Collected data
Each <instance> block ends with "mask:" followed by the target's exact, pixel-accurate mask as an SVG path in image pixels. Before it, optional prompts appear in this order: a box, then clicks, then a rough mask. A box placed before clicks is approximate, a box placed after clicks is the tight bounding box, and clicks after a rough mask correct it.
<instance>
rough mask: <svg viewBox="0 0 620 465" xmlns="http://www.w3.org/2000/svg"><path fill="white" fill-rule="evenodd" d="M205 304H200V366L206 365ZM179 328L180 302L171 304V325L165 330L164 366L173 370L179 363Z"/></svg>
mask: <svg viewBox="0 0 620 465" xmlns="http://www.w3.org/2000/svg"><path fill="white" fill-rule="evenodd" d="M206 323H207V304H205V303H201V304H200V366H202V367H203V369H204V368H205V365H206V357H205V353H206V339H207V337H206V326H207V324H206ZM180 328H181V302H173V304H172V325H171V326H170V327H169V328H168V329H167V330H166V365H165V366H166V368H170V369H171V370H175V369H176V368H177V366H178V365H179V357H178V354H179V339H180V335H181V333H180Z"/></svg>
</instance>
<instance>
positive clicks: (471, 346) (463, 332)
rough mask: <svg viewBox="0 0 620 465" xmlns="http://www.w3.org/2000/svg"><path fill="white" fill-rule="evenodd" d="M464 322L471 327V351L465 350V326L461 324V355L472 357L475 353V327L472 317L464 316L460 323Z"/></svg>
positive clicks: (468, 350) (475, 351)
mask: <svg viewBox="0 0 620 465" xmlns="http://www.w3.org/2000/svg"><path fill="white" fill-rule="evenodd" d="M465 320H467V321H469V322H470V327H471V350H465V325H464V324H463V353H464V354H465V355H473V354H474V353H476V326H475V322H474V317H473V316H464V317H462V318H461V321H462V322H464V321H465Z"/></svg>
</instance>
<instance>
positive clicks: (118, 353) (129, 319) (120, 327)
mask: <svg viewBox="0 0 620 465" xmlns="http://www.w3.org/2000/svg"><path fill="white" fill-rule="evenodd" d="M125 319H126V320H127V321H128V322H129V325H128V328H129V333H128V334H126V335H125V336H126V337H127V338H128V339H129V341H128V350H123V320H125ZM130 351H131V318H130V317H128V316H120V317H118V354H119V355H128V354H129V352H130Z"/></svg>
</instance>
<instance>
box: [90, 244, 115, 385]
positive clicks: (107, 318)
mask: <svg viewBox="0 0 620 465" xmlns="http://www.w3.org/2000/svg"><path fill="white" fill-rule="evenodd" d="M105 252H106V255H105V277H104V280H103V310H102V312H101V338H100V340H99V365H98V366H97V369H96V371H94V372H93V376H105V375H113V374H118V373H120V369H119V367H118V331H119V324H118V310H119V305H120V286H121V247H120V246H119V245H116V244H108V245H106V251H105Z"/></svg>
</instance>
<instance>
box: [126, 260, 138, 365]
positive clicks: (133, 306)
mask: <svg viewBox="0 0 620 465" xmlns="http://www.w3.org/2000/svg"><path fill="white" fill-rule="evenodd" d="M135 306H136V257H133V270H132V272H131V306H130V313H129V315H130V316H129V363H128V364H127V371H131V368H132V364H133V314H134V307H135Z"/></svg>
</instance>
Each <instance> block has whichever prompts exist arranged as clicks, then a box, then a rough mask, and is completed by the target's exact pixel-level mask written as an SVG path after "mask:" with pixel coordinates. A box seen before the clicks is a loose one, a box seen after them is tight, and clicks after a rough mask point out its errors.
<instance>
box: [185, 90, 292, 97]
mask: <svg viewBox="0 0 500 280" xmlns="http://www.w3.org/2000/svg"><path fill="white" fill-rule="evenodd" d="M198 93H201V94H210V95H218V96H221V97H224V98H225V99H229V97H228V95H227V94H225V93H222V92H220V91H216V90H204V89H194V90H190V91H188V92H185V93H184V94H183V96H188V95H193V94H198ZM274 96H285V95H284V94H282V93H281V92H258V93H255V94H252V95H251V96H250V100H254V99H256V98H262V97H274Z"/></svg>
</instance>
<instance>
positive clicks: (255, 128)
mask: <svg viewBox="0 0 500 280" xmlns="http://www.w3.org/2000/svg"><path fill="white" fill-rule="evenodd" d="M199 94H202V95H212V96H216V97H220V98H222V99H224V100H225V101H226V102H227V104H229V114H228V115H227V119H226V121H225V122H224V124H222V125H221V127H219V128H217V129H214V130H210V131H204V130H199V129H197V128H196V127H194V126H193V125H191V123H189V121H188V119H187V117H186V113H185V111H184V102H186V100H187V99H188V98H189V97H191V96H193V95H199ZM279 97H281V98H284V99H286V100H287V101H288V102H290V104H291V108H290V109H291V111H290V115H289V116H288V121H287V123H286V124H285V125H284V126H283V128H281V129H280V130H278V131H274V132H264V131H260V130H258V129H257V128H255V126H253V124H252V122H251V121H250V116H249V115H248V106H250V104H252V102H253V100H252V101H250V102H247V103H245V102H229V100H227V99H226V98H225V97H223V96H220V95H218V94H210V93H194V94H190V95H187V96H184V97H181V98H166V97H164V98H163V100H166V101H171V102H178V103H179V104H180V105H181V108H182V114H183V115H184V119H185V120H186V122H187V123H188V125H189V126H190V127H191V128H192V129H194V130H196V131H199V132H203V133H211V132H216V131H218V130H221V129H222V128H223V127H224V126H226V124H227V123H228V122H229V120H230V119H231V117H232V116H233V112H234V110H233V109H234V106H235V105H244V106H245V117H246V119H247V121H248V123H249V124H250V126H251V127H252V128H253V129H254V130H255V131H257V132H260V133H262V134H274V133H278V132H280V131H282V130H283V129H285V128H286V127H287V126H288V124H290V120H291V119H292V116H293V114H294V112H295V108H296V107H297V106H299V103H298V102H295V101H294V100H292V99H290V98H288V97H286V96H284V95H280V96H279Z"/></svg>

*ABOUT THIS TASK*:
Check the lines above and copy each one that includes "prompts".

*SOLUTION BELOW*:
Each <instance> block ends with "mask:" followed by the target's exact, pixel-accurate mask as an SVG path in image pixels. Before it, optional prompts appear in this order: a box, then clicks, then a rough mask. A box placed before clicks is approximate, a box placed after clicks is the tight bounding box, and clicks after a rough mask correct it.
Each <instance> block has whichever prompts exist arranged as clicks, then a box, then a rough mask, and is completed by the target's exact pixel-level mask written as an SVG path after "mask:" with pixel coordinates. A box seen before the clicks is a loose one, a box seen after them is tight, and clicks after a rough mask point out its errors.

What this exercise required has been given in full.